> [Dataset records]

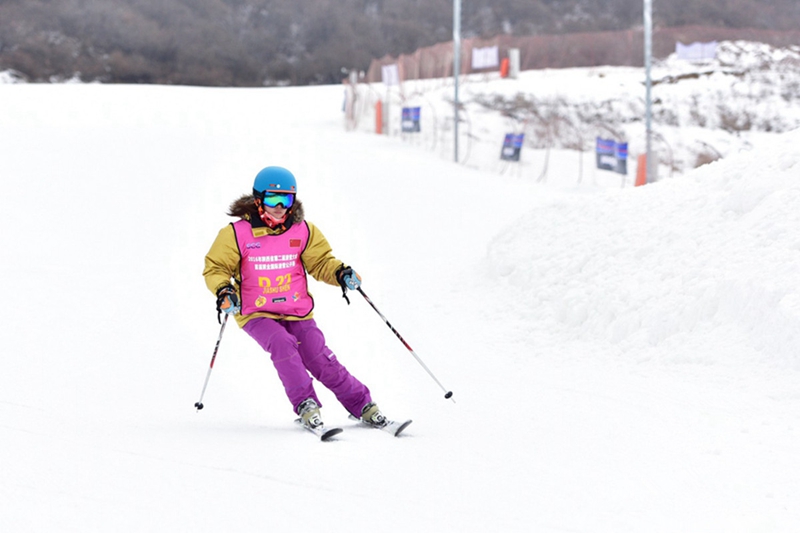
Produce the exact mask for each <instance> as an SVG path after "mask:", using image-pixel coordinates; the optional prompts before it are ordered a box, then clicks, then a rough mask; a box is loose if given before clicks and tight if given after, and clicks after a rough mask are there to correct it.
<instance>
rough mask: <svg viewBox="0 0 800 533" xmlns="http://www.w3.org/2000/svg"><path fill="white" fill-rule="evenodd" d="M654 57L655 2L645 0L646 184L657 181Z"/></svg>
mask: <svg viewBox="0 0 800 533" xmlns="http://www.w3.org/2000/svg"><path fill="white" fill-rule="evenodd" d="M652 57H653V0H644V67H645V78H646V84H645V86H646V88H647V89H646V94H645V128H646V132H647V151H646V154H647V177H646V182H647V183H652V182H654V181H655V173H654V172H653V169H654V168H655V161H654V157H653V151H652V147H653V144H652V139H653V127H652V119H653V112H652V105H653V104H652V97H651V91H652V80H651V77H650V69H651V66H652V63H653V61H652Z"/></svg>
==
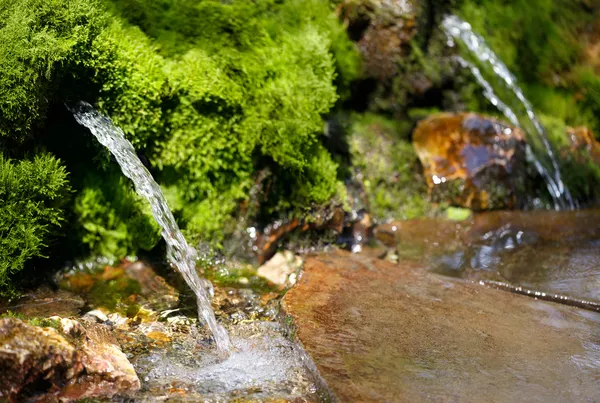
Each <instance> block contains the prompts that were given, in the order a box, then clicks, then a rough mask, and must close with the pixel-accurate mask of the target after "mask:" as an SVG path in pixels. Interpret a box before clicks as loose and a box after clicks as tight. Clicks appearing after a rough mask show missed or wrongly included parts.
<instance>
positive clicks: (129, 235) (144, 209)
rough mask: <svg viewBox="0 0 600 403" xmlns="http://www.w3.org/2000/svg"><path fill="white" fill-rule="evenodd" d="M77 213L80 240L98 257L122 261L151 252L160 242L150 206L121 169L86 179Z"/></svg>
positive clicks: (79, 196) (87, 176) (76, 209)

> [Required work] Copy the lines word for word, starting at the line that contains "Each <instance> block" and ending at the line that contains "positive clicks: (79, 196)".

> [Task response]
Each <instance> block contains the prompts that were given, in the order a box, then clicks, then a rough mask, and must close with the pixel-accurate mask of the target after "mask:" as an SVG path in pixels. Interpret a box before clicks as loose and a box after clicks as tight. Clicks appearing after a rough mask show missed or wrongly included parts.
<instance>
positive clicks: (129, 235) (144, 209)
rough mask: <svg viewBox="0 0 600 403" xmlns="http://www.w3.org/2000/svg"><path fill="white" fill-rule="evenodd" d="M77 213L80 240L98 257L122 261L151 252L160 242L150 206L121 169L86 179Z"/></svg>
positive clicks: (79, 196) (87, 176) (76, 209)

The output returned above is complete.